(Work instructions): For the entries below, state how many lines contain the word "second" and add nothing else.

*** Supplied material Section Begins ***

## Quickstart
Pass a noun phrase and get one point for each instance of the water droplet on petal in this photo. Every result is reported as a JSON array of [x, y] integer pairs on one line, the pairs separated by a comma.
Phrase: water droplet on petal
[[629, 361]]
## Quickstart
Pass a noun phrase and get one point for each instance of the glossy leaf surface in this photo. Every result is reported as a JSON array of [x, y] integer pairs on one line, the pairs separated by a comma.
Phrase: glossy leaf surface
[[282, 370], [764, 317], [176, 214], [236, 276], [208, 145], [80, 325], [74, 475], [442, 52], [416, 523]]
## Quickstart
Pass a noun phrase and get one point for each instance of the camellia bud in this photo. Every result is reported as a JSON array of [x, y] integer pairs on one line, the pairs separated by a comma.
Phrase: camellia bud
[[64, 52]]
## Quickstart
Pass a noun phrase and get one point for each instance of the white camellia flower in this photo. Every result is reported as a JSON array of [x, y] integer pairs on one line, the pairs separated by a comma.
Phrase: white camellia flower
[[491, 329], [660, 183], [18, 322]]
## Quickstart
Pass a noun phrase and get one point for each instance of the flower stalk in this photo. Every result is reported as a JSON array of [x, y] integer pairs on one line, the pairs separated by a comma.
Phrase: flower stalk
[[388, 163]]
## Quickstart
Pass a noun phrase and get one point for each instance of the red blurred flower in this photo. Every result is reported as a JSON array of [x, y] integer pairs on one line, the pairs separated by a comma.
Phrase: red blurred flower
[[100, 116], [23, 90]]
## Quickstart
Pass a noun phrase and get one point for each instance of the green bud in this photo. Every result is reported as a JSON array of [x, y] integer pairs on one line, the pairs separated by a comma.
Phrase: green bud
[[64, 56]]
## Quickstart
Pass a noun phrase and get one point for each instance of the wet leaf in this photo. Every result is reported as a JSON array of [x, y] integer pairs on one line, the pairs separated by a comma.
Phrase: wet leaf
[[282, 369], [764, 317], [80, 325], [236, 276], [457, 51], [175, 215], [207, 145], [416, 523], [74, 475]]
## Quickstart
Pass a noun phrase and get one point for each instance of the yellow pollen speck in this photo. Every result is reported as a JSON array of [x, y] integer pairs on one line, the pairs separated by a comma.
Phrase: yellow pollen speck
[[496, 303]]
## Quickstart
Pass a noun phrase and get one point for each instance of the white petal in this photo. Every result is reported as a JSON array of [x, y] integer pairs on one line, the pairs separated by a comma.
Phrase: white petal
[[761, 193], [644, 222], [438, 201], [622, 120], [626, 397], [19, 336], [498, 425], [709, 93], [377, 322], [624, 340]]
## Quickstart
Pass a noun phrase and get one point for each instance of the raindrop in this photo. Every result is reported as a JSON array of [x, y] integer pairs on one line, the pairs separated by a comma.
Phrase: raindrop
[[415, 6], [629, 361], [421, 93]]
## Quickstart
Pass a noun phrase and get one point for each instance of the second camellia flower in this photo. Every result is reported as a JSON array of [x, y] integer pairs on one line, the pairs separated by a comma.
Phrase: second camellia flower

*** Supplied material Section Ends ***

(Result): 2